**PROBLEM REQUIREMENTS**
Can you output the lines of the listing below as a JSON list of strings, one string per line and blank lines omitted, starting at the line containing "the white interior" and continuing through the line containing "[[578, 349], [519, 114]]"?

(Excerpts from a point labeling dataset)

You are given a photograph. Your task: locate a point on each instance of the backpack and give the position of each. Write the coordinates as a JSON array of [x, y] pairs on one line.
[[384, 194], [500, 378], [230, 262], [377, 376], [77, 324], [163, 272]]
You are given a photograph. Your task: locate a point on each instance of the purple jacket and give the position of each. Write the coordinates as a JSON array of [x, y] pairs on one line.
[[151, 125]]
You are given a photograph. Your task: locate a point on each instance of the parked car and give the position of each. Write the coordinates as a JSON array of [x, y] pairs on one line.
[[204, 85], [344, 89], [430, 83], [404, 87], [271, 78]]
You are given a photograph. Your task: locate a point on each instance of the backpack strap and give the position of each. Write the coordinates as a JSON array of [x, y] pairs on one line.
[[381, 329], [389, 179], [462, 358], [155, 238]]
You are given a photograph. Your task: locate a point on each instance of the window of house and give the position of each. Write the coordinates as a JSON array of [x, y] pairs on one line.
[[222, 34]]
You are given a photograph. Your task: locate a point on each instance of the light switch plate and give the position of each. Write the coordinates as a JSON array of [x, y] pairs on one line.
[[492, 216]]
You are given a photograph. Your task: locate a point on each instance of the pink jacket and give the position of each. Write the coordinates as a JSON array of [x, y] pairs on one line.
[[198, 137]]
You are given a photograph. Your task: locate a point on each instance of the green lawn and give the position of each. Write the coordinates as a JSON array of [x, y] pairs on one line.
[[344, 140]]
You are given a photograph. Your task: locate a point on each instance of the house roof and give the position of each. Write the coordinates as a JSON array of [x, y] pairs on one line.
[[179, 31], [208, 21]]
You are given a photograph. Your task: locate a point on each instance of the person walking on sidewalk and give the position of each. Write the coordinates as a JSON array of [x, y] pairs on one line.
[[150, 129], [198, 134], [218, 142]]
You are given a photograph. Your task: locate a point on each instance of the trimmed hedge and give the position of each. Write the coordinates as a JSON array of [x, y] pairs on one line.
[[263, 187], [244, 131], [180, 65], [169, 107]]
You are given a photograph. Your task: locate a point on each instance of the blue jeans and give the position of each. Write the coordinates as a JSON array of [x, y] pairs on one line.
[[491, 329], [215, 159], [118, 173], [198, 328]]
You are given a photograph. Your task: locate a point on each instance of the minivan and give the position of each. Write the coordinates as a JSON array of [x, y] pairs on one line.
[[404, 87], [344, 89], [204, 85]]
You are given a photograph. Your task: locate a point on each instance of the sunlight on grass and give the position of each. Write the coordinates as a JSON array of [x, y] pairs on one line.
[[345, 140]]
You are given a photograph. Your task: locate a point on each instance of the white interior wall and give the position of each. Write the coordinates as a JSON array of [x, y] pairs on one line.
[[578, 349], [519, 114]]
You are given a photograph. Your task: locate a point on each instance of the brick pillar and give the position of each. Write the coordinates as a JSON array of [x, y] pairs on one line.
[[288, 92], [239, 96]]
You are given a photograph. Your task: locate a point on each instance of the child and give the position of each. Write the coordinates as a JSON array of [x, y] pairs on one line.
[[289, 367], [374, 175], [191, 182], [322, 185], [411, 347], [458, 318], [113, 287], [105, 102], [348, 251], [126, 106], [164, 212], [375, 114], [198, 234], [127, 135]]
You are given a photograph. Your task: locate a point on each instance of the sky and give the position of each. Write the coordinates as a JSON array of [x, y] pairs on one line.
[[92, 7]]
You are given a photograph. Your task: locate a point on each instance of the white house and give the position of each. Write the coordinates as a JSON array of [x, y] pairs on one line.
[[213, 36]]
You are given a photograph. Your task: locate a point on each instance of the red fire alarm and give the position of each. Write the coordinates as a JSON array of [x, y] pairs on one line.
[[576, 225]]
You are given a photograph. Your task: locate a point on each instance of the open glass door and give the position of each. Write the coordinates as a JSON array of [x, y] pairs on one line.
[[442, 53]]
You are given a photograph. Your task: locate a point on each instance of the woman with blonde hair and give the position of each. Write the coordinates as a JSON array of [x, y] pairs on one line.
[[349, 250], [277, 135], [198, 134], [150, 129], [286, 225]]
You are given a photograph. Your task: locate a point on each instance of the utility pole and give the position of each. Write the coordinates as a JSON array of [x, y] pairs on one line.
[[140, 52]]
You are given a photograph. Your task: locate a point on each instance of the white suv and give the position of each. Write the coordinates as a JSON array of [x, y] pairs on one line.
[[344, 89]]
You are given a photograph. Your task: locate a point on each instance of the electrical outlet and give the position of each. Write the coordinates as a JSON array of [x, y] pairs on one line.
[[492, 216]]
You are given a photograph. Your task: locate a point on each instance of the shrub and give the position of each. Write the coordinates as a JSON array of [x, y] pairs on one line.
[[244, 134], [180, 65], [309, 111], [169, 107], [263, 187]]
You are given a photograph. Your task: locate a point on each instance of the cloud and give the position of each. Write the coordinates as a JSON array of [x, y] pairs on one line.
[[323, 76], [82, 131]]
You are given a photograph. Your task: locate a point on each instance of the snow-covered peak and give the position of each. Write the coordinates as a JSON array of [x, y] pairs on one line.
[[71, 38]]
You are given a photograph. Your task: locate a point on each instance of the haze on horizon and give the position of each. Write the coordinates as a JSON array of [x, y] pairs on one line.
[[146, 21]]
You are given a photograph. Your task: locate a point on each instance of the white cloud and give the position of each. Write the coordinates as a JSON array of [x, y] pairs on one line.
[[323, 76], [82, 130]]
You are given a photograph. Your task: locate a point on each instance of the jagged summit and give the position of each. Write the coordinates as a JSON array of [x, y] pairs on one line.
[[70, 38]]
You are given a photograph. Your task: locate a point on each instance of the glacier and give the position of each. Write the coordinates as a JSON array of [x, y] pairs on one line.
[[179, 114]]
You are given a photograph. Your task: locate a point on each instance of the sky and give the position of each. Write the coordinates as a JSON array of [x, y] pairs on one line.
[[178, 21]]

**WRITTEN SOLUTION**
[
  "You are given a photograph. Your task: locate a point on each instance of the white interior wall and give the position of each. Write the coordinates as a JSON array of [x, y] pairs on one line.",
  "[[578, 349], [519, 114]]"
]